#### JOBS
• a. In the forum exchange on market inefficiency, translate this sentence into Spanish: "the purpose of financial markets is to maintain and generate wealth and anything that TAKES from that should be considered waste."
• b. In the forum exchange on market inefficiency, what does the reply say the waste in markets is?

#### SELECTED PASSAGE
▶
So the “waste” created when a monkey rubs one out is somehow beneficial to the universe because it serves some other purpose, but the “waste” in financial markets is just waste and therefore markets are inefficient? I think I’ll call this the “Monkey Spank Theory of Market Inefficiency”. I can already smell the Nobel (to be technically correct, The Sveriges Riksbank Prize in Economic Sciences in Memory of Alfred Nobel).

higgmond Wrote: ------------------------------------------------------- > So the “waste” created when a monkey rubs one out > is somehow beneficial to the universe because it > serves some other purpose, but the “waste” in > financial markets is just waste and therefore > markets are inefficient? I think I’ll call this > the “Monkey Spank Theory of Market Inefficiency”. > I can already smell the Nobel (to be technically > correct, The Sveriges Riksbank Prize in Economic > Sciences in Memory of Alfred Nobel). the waste in markets is inappopriately allocated capital, in terms of both financial and human capital, so that it slows or reduces overall growth. the purpose of financial markets is to maintain and generate wealth and anything that TAKES from that should be considered waste. the monkey goo is eaten by parasites and yes, does contribute to another system. even if the monkey keeps it inside, the goo dies and a natural process occurs within that monkey’s body. the comparison was obviously lacking thought. ever heard of AMH? its in the cirriculum. what i’m saying is not that obsurd, according to 100% of those who have considered theories alternative to the EMH.
◀
#### GIVEN INFORMATION
▶
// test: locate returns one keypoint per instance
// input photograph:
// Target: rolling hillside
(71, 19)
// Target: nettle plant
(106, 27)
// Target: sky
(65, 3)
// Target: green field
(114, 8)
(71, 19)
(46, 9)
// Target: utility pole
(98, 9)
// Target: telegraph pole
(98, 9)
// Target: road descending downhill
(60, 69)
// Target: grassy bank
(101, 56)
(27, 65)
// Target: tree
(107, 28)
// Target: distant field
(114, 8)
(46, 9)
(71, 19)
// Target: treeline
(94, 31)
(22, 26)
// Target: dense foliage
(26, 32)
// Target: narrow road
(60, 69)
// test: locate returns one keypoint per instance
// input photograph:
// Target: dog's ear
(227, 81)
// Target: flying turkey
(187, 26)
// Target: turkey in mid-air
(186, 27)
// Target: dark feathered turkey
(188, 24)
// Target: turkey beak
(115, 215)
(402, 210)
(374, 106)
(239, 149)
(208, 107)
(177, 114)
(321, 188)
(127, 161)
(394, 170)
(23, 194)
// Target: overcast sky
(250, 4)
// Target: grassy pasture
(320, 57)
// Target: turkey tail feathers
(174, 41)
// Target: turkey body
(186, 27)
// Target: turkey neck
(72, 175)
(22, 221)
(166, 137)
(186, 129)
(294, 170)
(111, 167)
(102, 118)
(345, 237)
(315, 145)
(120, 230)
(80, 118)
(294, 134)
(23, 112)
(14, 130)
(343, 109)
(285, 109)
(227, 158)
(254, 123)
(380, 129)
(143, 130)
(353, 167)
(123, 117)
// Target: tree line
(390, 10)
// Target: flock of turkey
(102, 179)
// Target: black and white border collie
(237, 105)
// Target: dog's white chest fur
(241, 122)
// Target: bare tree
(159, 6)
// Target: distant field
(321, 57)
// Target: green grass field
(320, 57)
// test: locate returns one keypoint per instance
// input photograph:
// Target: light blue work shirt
◀
#### OUTPUTS
• a. El propósito de los mercados financieros es mantener y generar riqueza, y cualquier cosa que le RESTE a eso debe considerarse desperdicio.

• b. Inappropriately allocated capital, both financial and human, which slows or reduces overall growth.